> _What the task asks_: Render the material as a Markdown table with the columns Row and Line, from the start of the material through the line that contains "x=490 y=128", with both ends included. Number each row, omit blank lines, and leave the pictures out.

### Material to process

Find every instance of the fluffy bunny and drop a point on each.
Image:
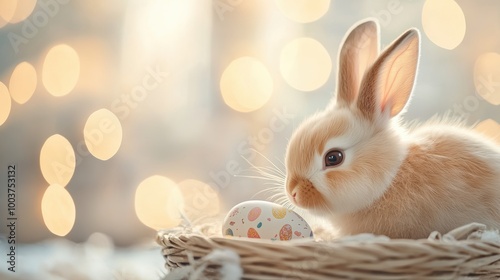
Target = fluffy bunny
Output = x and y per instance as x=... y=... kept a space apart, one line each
x=356 y=165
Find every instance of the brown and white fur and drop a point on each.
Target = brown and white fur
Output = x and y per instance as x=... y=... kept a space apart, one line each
x=395 y=181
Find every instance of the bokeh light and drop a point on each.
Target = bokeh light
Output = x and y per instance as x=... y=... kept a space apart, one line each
x=58 y=210
x=303 y=11
x=61 y=69
x=5 y=103
x=305 y=64
x=22 y=83
x=158 y=202
x=486 y=77
x=444 y=23
x=103 y=134
x=24 y=8
x=200 y=200
x=246 y=84
x=57 y=160
x=8 y=9
x=490 y=128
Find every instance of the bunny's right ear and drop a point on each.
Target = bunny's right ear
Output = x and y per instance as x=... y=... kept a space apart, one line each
x=358 y=52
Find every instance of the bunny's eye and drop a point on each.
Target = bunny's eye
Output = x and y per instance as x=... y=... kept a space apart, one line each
x=333 y=158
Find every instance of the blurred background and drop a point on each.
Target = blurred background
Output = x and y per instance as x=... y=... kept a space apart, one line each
x=116 y=114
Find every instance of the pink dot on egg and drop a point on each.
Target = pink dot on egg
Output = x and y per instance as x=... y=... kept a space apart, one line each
x=252 y=233
x=286 y=232
x=254 y=214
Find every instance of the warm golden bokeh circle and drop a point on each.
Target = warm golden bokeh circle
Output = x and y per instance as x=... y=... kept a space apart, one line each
x=246 y=84
x=57 y=160
x=305 y=64
x=103 y=134
x=158 y=203
x=444 y=23
x=58 y=210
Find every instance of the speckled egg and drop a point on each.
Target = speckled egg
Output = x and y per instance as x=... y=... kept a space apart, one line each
x=265 y=220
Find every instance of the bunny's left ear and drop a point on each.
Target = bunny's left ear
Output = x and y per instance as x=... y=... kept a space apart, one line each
x=387 y=85
x=359 y=50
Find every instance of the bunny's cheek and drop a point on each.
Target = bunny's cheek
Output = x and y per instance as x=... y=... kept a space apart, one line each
x=305 y=195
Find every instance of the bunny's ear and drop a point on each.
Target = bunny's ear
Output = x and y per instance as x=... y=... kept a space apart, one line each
x=358 y=52
x=387 y=85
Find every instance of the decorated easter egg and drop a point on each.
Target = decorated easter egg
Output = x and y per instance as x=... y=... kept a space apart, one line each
x=265 y=220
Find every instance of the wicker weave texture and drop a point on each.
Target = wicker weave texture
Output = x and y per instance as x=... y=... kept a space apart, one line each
x=459 y=254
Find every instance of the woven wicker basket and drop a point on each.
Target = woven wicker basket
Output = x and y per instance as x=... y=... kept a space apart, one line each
x=468 y=252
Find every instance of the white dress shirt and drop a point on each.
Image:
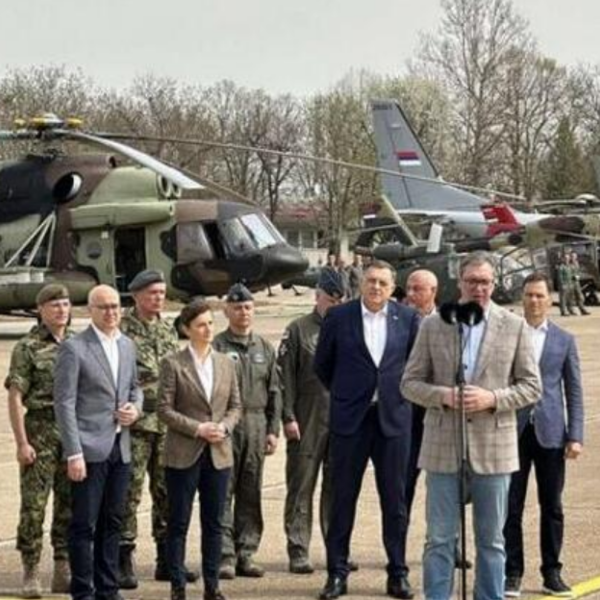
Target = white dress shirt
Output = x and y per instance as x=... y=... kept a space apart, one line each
x=111 y=351
x=538 y=335
x=206 y=371
x=472 y=338
x=375 y=331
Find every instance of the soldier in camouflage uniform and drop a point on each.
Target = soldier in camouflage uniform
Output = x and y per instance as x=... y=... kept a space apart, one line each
x=306 y=423
x=154 y=339
x=39 y=451
x=254 y=437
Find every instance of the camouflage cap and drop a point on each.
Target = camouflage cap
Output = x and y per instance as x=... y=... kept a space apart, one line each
x=50 y=292
x=145 y=278
x=239 y=293
x=332 y=283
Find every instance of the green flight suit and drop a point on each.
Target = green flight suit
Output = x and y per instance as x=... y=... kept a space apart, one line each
x=306 y=401
x=576 y=284
x=565 y=289
x=153 y=341
x=256 y=370
x=32 y=373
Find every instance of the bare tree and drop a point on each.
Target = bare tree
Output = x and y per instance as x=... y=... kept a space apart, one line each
x=468 y=56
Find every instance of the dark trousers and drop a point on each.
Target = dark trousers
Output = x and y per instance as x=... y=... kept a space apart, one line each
x=182 y=485
x=550 y=476
x=98 y=506
x=348 y=458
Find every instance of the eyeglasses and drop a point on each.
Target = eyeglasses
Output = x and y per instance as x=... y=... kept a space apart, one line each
x=484 y=283
x=107 y=307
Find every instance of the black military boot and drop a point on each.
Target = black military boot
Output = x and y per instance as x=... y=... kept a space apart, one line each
x=127 y=578
x=161 y=572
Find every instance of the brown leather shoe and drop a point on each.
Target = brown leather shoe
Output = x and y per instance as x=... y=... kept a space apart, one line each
x=246 y=567
x=32 y=586
x=61 y=577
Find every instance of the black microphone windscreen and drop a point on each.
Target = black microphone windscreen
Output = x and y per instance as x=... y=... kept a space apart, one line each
x=470 y=313
x=449 y=313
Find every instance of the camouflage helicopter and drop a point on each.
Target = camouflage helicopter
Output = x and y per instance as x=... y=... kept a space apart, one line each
x=521 y=242
x=82 y=219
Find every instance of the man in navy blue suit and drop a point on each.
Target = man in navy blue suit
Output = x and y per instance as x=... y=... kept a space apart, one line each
x=360 y=357
x=546 y=439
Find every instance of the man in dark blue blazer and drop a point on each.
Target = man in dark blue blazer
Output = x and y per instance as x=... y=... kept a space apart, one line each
x=360 y=357
x=549 y=432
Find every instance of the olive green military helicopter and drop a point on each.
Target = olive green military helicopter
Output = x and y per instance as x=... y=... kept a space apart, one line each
x=85 y=218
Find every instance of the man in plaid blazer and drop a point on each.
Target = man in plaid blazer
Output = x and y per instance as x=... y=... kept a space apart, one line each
x=501 y=376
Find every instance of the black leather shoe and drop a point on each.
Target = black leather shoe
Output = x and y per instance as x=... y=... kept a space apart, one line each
x=177 y=593
x=161 y=573
x=301 y=566
x=214 y=594
x=399 y=587
x=334 y=588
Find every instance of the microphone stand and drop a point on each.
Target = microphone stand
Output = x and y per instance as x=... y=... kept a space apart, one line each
x=462 y=473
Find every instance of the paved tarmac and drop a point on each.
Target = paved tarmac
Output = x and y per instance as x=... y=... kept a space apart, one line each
x=581 y=554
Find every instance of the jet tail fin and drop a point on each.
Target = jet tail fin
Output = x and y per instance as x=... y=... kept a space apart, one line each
x=399 y=149
x=501 y=218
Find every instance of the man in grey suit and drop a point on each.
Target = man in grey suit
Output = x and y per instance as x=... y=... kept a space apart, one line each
x=96 y=399
x=549 y=432
x=501 y=376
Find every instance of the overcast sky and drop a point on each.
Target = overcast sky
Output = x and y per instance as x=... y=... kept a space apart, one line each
x=296 y=46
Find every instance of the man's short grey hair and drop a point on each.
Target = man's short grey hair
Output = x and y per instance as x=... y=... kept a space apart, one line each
x=476 y=259
x=382 y=264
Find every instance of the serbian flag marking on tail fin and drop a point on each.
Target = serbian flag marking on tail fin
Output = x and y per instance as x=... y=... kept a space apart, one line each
x=408 y=158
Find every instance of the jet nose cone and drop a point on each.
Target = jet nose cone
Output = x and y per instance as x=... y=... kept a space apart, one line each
x=284 y=262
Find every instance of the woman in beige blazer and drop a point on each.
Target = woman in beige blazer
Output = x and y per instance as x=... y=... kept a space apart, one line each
x=199 y=402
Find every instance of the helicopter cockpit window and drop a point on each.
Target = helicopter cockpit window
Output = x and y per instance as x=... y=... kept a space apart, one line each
x=236 y=237
x=67 y=187
x=261 y=231
x=192 y=243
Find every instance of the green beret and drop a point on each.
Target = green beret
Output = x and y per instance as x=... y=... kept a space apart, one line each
x=50 y=292
x=239 y=293
x=145 y=278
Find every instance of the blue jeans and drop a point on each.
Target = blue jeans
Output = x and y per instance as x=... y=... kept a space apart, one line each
x=489 y=496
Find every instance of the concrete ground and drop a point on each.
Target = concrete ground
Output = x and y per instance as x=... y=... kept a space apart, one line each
x=581 y=554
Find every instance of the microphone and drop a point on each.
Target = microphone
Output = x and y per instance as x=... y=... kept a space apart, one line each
x=449 y=312
x=469 y=313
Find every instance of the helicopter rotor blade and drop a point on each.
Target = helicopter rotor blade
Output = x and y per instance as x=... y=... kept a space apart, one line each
x=8 y=135
x=141 y=158
x=309 y=158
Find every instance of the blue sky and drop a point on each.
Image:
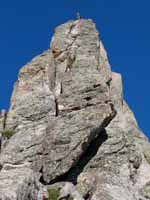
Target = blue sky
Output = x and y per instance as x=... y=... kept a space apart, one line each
x=26 y=28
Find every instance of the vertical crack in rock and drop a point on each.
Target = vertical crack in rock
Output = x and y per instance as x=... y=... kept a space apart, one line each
x=90 y=152
x=72 y=125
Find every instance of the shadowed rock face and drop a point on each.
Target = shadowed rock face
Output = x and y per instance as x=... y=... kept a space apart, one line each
x=72 y=125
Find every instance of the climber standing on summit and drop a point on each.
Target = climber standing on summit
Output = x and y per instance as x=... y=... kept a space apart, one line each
x=78 y=16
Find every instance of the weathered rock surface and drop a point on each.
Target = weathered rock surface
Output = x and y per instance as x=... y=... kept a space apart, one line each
x=73 y=125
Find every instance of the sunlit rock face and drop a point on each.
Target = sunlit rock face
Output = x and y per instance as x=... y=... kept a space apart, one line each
x=72 y=128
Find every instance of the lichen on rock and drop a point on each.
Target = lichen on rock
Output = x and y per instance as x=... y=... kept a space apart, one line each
x=72 y=126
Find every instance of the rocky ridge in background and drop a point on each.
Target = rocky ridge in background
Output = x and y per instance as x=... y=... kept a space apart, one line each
x=69 y=130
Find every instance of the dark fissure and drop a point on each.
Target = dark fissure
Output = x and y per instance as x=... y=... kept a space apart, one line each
x=91 y=151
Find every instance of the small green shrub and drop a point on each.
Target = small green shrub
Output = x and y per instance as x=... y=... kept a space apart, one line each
x=53 y=194
x=8 y=133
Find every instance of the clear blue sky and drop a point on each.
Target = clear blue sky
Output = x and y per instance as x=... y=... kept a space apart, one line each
x=26 y=28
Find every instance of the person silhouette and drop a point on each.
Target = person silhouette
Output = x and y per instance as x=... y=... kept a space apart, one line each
x=78 y=16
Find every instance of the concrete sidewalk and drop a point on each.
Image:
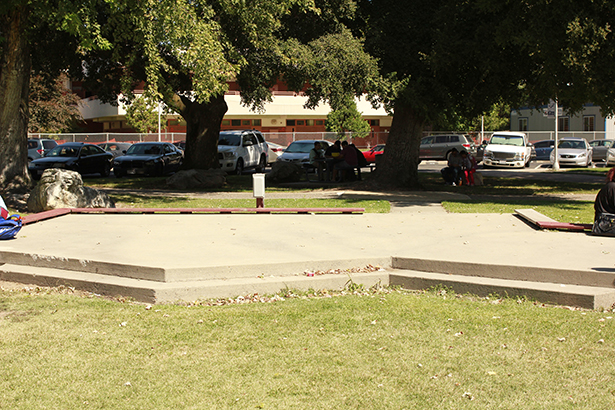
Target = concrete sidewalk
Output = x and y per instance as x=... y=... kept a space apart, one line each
x=178 y=251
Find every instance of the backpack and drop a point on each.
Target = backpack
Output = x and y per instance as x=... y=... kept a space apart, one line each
x=10 y=226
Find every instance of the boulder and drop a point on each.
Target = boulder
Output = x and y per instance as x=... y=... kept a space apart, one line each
x=285 y=172
x=59 y=188
x=197 y=178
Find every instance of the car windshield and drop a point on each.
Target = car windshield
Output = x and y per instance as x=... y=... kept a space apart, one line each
x=300 y=147
x=507 y=140
x=62 y=151
x=571 y=144
x=234 y=140
x=143 y=149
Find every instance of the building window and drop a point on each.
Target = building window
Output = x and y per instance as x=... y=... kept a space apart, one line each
x=588 y=123
x=563 y=124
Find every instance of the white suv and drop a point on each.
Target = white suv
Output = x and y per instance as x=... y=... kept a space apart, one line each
x=508 y=149
x=239 y=150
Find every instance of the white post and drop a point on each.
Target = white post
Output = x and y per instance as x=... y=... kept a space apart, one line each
x=159 y=114
x=556 y=162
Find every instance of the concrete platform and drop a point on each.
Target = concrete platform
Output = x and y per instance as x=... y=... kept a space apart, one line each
x=168 y=257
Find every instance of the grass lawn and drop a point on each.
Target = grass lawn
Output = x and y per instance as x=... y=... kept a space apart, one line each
x=560 y=210
x=139 y=201
x=387 y=350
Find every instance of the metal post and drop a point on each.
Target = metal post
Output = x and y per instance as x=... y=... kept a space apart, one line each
x=556 y=162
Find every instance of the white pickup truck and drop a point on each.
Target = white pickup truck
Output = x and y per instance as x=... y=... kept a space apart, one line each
x=508 y=149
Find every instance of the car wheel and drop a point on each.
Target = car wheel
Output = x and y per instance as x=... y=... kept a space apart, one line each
x=106 y=170
x=239 y=167
x=159 y=171
x=262 y=164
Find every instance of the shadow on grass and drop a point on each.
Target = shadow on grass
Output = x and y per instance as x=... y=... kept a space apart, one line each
x=510 y=186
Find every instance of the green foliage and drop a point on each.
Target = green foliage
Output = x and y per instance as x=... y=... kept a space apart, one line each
x=346 y=118
x=142 y=114
x=53 y=108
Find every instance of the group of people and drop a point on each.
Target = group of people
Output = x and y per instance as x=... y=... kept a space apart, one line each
x=339 y=161
x=461 y=166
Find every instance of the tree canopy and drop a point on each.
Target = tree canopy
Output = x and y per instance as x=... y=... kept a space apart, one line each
x=438 y=57
x=187 y=52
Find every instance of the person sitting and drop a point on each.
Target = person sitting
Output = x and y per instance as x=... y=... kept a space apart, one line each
x=317 y=159
x=349 y=162
x=333 y=155
x=604 y=207
x=468 y=166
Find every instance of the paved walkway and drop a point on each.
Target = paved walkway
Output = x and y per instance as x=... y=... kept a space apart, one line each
x=182 y=251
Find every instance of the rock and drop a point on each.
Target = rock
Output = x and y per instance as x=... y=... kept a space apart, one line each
x=60 y=188
x=285 y=172
x=197 y=178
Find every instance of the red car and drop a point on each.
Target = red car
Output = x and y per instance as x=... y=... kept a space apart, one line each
x=370 y=155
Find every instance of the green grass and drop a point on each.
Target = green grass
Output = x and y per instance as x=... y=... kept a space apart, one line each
x=234 y=183
x=511 y=186
x=143 y=201
x=397 y=350
x=560 y=210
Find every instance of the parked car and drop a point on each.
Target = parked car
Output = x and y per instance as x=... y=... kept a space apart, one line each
x=543 y=149
x=274 y=151
x=508 y=149
x=148 y=158
x=75 y=156
x=117 y=149
x=370 y=155
x=239 y=150
x=600 y=149
x=440 y=146
x=299 y=151
x=38 y=147
x=573 y=151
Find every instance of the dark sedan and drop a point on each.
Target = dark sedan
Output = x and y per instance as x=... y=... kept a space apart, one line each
x=75 y=156
x=148 y=158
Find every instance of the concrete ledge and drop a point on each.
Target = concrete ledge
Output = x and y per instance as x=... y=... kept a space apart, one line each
x=82 y=265
x=152 y=292
x=570 y=295
x=511 y=272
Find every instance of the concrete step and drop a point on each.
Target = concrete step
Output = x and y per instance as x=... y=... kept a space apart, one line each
x=171 y=274
x=599 y=278
x=154 y=291
x=589 y=297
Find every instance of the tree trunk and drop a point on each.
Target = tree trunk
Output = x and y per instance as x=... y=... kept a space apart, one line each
x=399 y=165
x=202 y=130
x=15 y=67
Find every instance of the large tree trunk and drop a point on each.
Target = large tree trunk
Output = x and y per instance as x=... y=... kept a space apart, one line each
x=15 y=67
x=202 y=130
x=399 y=165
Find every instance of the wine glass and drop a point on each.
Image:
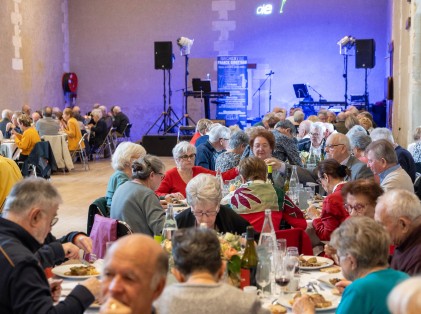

######

> _Task result_:
| Row | Line |
|---|---|
| 1 | Find every instance of the fluffy bunny and drop a point on each. |
| 2 | Image: |
| 3 | Target = fluffy bunny |
| 4 | Output = x and y per instance as x=... y=... kept a space apart, one line each |
| 5 | x=356 y=165 |
| 6 | Find every instance of the brown and white fur and drop a point on each. |
| 7 | Target = brown and white fur |
| 8 | Output = x and y per instance as x=... y=... kept a space apart, one line each |
| 9 | x=395 y=181 |
| 10 | Find every instance of the bokeh light and drop a point on each. |
| 11 | Target = bokeh light |
| 12 | Output = x and y per instance as x=... y=... kept a space apart, one line each |
| 13 | x=58 y=210 |
| 14 | x=303 y=11 |
| 15 | x=61 y=69 |
| 16 | x=5 y=103 |
| 17 | x=305 y=64 |
| 18 | x=22 y=83 |
| 19 | x=158 y=202 |
| 20 | x=486 y=77 |
| 21 | x=444 y=23 |
| 22 | x=103 y=134 |
| 23 | x=24 y=8 |
| 24 | x=200 y=200 |
| 25 | x=246 y=84 |
| 26 | x=57 y=160 |
| 27 | x=8 y=9 |
| 28 | x=490 y=128 |